▶ GIVEN RECORDS

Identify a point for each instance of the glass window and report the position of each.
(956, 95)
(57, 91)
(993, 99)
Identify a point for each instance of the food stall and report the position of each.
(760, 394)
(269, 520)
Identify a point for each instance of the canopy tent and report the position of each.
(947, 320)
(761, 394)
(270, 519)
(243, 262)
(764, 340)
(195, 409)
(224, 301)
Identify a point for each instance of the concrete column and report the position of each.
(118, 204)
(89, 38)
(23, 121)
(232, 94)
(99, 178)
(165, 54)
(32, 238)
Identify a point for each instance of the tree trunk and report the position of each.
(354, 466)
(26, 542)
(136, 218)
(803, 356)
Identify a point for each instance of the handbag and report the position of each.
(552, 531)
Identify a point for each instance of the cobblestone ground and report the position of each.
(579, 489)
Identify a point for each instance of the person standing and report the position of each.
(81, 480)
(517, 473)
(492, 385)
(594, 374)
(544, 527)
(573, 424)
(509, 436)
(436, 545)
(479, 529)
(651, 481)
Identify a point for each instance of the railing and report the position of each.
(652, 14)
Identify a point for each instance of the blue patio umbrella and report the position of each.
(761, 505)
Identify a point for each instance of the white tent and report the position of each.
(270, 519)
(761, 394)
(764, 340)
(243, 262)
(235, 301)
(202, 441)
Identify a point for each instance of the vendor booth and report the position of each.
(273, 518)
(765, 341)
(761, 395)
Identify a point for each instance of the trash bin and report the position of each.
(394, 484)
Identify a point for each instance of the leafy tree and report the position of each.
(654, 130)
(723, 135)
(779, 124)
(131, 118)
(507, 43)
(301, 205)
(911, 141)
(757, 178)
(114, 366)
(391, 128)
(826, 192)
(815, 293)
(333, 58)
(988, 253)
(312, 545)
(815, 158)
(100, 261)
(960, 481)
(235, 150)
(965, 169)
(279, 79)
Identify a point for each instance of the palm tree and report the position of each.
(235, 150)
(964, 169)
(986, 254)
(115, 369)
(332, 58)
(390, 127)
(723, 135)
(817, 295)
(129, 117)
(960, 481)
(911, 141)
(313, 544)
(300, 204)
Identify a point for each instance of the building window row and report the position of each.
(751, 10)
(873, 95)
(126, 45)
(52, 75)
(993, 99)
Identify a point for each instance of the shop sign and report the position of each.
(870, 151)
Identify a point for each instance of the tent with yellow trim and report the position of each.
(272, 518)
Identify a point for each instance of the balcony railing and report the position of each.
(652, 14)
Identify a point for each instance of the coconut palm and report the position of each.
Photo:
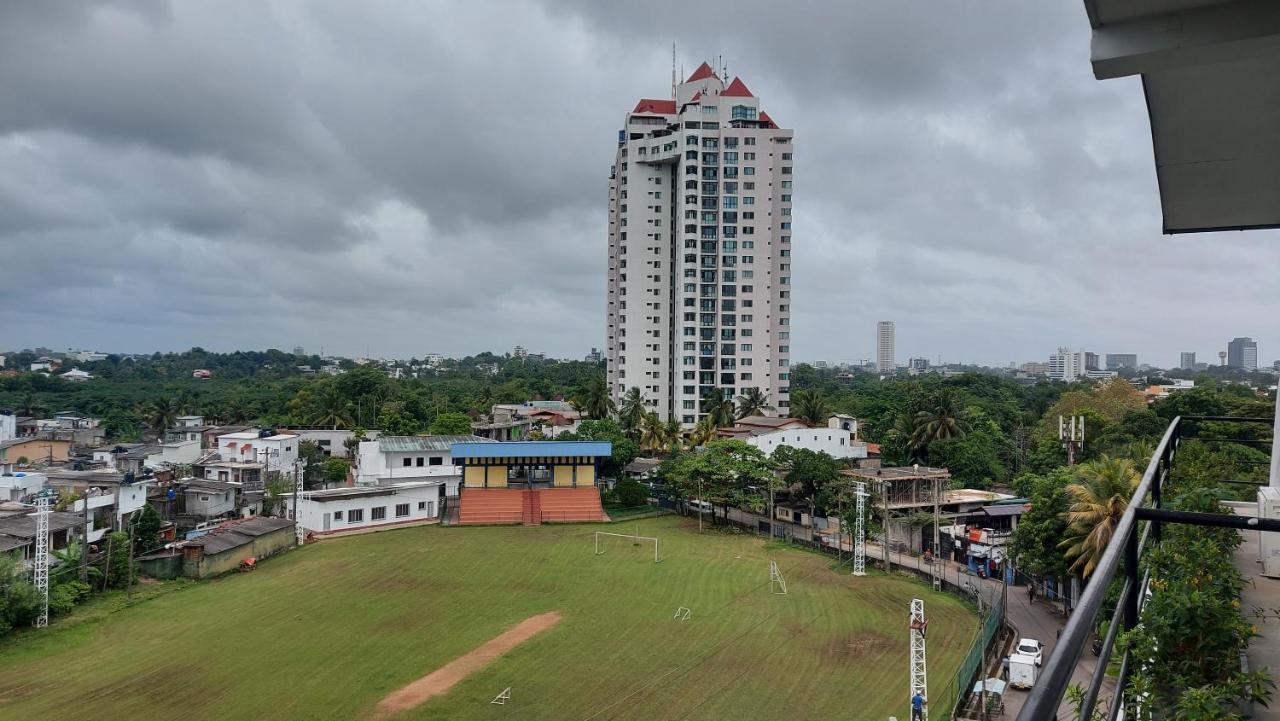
(946, 419)
(753, 402)
(333, 409)
(161, 414)
(653, 433)
(809, 406)
(718, 407)
(631, 414)
(597, 400)
(1098, 498)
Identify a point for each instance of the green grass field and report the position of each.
(329, 630)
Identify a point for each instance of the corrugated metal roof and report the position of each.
(533, 448)
(411, 443)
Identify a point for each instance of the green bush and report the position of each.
(630, 492)
(64, 597)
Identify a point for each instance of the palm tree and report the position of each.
(718, 407)
(809, 406)
(333, 409)
(703, 433)
(946, 419)
(753, 402)
(1098, 498)
(672, 436)
(163, 414)
(631, 415)
(905, 430)
(597, 400)
(653, 433)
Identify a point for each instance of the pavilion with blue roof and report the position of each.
(530, 482)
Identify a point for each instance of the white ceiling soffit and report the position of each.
(1211, 73)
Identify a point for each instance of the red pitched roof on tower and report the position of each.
(663, 106)
(702, 73)
(737, 89)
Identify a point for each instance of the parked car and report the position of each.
(1031, 647)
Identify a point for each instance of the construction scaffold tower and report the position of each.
(860, 529)
(919, 676)
(40, 570)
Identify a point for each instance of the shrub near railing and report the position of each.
(1192, 629)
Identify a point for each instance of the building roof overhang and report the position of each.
(1208, 71)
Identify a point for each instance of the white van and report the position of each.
(696, 506)
(1022, 671)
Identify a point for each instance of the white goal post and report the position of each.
(657, 558)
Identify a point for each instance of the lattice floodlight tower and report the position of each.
(860, 529)
(919, 676)
(40, 569)
(300, 533)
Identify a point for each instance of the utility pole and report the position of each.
(128, 570)
(885, 493)
(40, 569)
(919, 675)
(298, 532)
(860, 529)
(1072, 437)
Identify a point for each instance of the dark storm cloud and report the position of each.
(401, 178)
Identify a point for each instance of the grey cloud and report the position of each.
(398, 178)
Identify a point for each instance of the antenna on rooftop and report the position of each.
(673, 69)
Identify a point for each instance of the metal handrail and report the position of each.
(1125, 546)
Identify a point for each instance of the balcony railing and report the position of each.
(1124, 552)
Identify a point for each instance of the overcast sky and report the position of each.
(400, 178)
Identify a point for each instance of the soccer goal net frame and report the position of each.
(599, 550)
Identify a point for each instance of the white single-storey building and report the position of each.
(348, 509)
(278, 452)
(108, 506)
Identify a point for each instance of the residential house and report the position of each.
(16, 487)
(8, 427)
(332, 442)
(837, 439)
(33, 451)
(109, 505)
(220, 550)
(18, 532)
(210, 498)
(503, 424)
(909, 492)
(982, 538)
(348, 509)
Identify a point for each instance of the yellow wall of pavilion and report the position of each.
(497, 477)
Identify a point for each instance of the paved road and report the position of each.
(1038, 620)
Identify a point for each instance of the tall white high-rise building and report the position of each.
(1068, 365)
(699, 292)
(885, 360)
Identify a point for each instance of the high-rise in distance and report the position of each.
(1243, 354)
(699, 270)
(885, 360)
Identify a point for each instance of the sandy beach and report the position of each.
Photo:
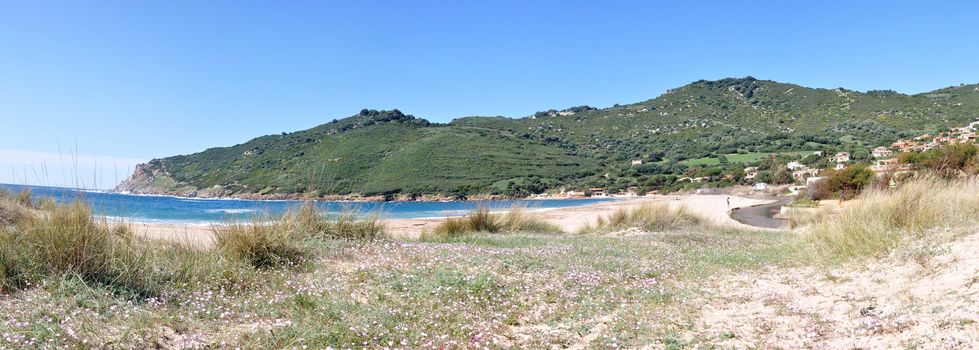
(570, 219)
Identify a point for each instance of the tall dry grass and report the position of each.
(308, 222)
(881, 220)
(260, 244)
(67, 241)
(514, 219)
(647, 217)
(285, 241)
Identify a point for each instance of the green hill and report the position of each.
(388, 152)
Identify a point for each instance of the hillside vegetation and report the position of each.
(681, 133)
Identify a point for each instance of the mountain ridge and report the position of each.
(389, 154)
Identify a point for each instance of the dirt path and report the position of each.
(762, 215)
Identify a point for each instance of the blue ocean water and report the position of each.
(170, 209)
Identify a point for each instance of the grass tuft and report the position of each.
(261, 245)
(307, 222)
(515, 219)
(880, 220)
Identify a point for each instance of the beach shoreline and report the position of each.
(712, 207)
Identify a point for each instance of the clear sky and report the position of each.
(116, 82)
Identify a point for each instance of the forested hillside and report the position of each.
(736, 122)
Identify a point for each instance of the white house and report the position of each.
(881, 152)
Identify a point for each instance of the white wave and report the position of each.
(230, 211)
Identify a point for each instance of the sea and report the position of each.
(180, 210)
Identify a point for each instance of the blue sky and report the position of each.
(117, 82)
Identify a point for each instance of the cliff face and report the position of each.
(152, 178)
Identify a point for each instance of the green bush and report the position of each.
(848, 182)
(515, 219)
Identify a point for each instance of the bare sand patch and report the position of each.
(570, 219)
(897, 302)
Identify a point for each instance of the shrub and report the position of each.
(307, 222)
(69, 241)
(11, 213)
(819, 190)
(515, 219)
(261, 245)
(849, 181)
(24, 198)
(882, 219)
(648, 217)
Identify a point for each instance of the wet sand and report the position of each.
(570, 219)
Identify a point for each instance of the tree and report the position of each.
(782, 176)
(949, 161)
(849, 181)
(763, 176)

▶ WORK INSTRUCTION
Please write out all of the material above without changing a word, and omit any pictures.

▶ ANSWER BOX
Identify a point for each instance of the glass window and report the position of each.
(956, 95)
(57, 91)
(993, 99)
Identify a point for each instance of the food stall and report the position of each.
(760, 394)
(269, 520)
Identify a point for each instance of the canopy tent and report the position of each.
(947, 320)
(761, 394)
(270, 519)
(243, 262)
(764, 340)
(195, 409)
(224, 301)
Identify a point for each instance of the concrete column and report the position of each.
(118, 204)
(89, 38)
(23, 121)
(232, 94)
(99, 178)
(165, 54)
(32, 238)
Identify a point for each instance of the tree trunk and report the position of each.
(354, 466)
(26, 542)
(136, 218)
(803, 356)
Identify a point for each instance of the handbag and report the position of each.
(552, 531)
Identify a point for each instance of the cobblestone ground and report the position of each.
(579, 489)
Identify a point for each instance of the person standing and report the position of each.
(81, 480)
(517, 473)
(492, 385)
(594, 374)
(544, 527)
(573, 424)
(509, 436)
(436, 545)
(479, 529)
(651, 481)
Identify a point for each instance of the railing and report the position of each.
(652, 14)
Identify a point for each instance of the blue patio umbrella and report the position of each.
(761, 505)
Identify a point for each instance of the white tent and report the position of each.
(270, 519)
(761, 394)
(764, 340)
(243, 262)
(235, 301)
(202, 441)
Identify a point for each instance of the vendor booth and report the position of each.
(273, 518)
(765, 341)
(761, 395)
Identify a point for each instance of the trash bin and report the position of each.
(394, 484)
Identify a point for each instance of the leafy tree and report the position of each.
(654, 130)
(723, 135)
(779, 124)
(131, 118)
(507, 43)
(301, 205)
(911, 141)
(757, 178)
(114, 366)
(391, 128)
(826, 192)
(815, 293)
(333, 58)
(988, 253)
(312, 545)
(815, 158)
(100, 261)
(960, 481)
(235, 150)
(965, 169)
(279, 79)
Identify a point for each instance of the palm tree and report the position of each.
(235, 150)
(964, 169)
(986, 254)
(115, 369)
(332, 58)
(390, 127)
(723, 135)
(817, 295)
(129, 117)
(960, 481)
(911, 141)
(313, 544)
(300, 204)
Identify a point for each instance of the building window row and report the position of each.
(751, 10)
(873, 95)
(126, 45)
(52, 75)
(993, 99)
Identify a point for each instance of the shop sign and report the position of each.
(870, 151)
Identify a point for each instance of the tent with yellow trim and report the position of each.
(272, 518)
Identify a point for each instance of the balcony railing and report the position of each.
(652, 14)
Identify a point for each instance of the coconut palm and report the position of each.
Photo:
(946, 419)
(753, 402)
(333, 409)
(161, 414)
(653, 433)
(809, 406)
(718, 407)
(631, 414)
(597, 400)
(1098, 498)
Identify a point for each instance of the green grass field and report the position of each.
(329, 630)
Identify a point for each instance of the corrugated metal roof and report the position of each.
(533, 448)
(411, 443)
Identify a point for each instance of the green bush and report the position of each.
(630, 492)
(64, 597)
Identify a point for each instance of the palm tree and report the position of each.
(718, 407)
(809, 406)
(333, 409)
(703, 433)
(946, 419)
(753, 402)
(1098, 498)
(672, 436)
(163, 414)
(631, 415)
(905, 430)
(597, 400)
(653, 433)
Identify a point for each instance of the pavilion with blue roof and report the position of each.
(530, 482)
Identify a point for each instance of the white ceiling soffit and report the position of each.
(1211, 73)
Identify a point for each instance of the red pitched roof on tower and report the position of each.
(663, 106)
(702, 73)
(737, 89)
Identify a point for each instance of the parked car and report the position of each.
(1031, 647)
Identify a point for each instance of the construction scaffold tower and report the position of each.
(860, 529)
(919, 676)
(40, 570)
Identify a point for each instance of the shrub near railing and report the position of each.
(1192, 629)
Identify a point for each instance of the building roof overhang and report the position of each.
(1208, 71)
Identify a point for each instance of the white van and report the position of each.
(696, 506)
(1022, 671)
Identify a point for each instance of the white goal post and report the position of each.
(657, 558)
Identify a point for each instance of the lattice floodlight tower and report the position of each.
(860, 529)
(919, 676)
(40, 569)
(300, 533)
Identify a point for each instance of the utility pole and report the position of each.
(128, 570)
(885, 493)
(40, 569)
(919, 675)
(298, 532)
(860, 529)
(1072, 437)
Identify a point for each instance of the dark storm cloud and report the position of each.
(401, 178)
Identify a point for each instance of the grey cloud and report the position of each.
(398, 178)
Identify a point for each instance of the antenna on rooftop and report the position of each.
(673, 69)
Identify a point for each instance of the metal handrail and report the position of each.
(1125, 546)
Identify a point for each instance of the balcony railing and report the position of each.
(1124, 552)
Identify a point for each instance of the overcast sky and report the position of each.
(400, 178)
Identify a point for each instance of the soccer goal net frame and report the position of each.
(599, 550)
Identify a point for each instance of the white single-storey building and report the position of each.
(348, 509)
(278, 452)
(108, 506)
Identify a point for each instance of the residential house and report the position of each.
(16, 487)
(8, 427)
(332, 442)
(837, 439)
(33, 451)
(109, 505)
(220, 550)
(18, 532)
(210, 498)
(503, 424)
(909, 492)
(982, 538)
(348, 509)
Identify a point for each instance of the yellow wall of pavilion and report the position of each.
(497, 477)
Identify a point for each instance of the paved road and report the position of each.
(1038, 620)
Identify a point for each instance of the tall white high-rise building and report the position of each.
(1068, 365)
(699, 292)
(885, 360)
Identify a point for each instance of the high-rise in distance and report the position of each.
(1243, 354)
(699, 270)
(885, 360)
Identify a point for each instance of the sandy beach and report the position of each.
Photo:
(570, 219)
Identify a point for each instance of the tall dry grass and report the position of each.
(308, 222)
(881, 220)
(260, 244)
(67, 241)
(514, 219)
(647, 217)
(285, 241)
Identify a point for each instance of the green hill and report the position of each.
(388, 152)
Identify a point for each instance of the hillside vegetation and report the position of each.
(681, 133)
Identify a point for each instance of the mountain ridge and report the position of each.
(389, 154)
Identify a point for each instance of the dirt path and report the position of each.
(762, 215)
Identify a point for each instance of the blue ocean water and report the position of each.
(170, 209)
Identify a point for each instance of the grass tuft and report the position of each.
(261, 245)
(307, 222)
(515, 219)
(880, 220)
Identify a point for each instance of the beach shoreline and report the position of each.
(712, 207)
Identify a point for each instance of the clear sky and report the position of each.
(116, 82)
Identify a point for each instance of the forested hillside and report the position of each.
(736, 122)
Identify a point for each instance of the white house and report the position of each.
(881, 152)
Identify a point for each instance of the white wave and report the position of each.
(230, 211)
Identify a point for each instance of the sea and report the position of each.
(180, 210)
Identify a point for each instance of the blue sky and report the position of each.
(117, 82)
Identify a point for each instance of the cliff face and report the position of each.
(152, 178)
Identify a point for each instance of the green bush and report the position of each.
(848, 182)
(515, 219)
Identify a point for each instance of the bare sand patch and report the position of each.
(570, 219)
(897, 302)
Identify a point for each instance of the shrub and report the position of each.
(307, 222)
(69, 241)
(11, 213)
(819, 190)
(515, 219)
(261, 245)
(849, 181)
(24, 198)
(882, 219)
(648, 217)
Identify a point for each instance of the wet sand and report the position of each.
(570, 219)
Identify a point for each instance of the tree and report the position of each.
(782, 176)
(949, 161)
(849, 181)
(763, 176)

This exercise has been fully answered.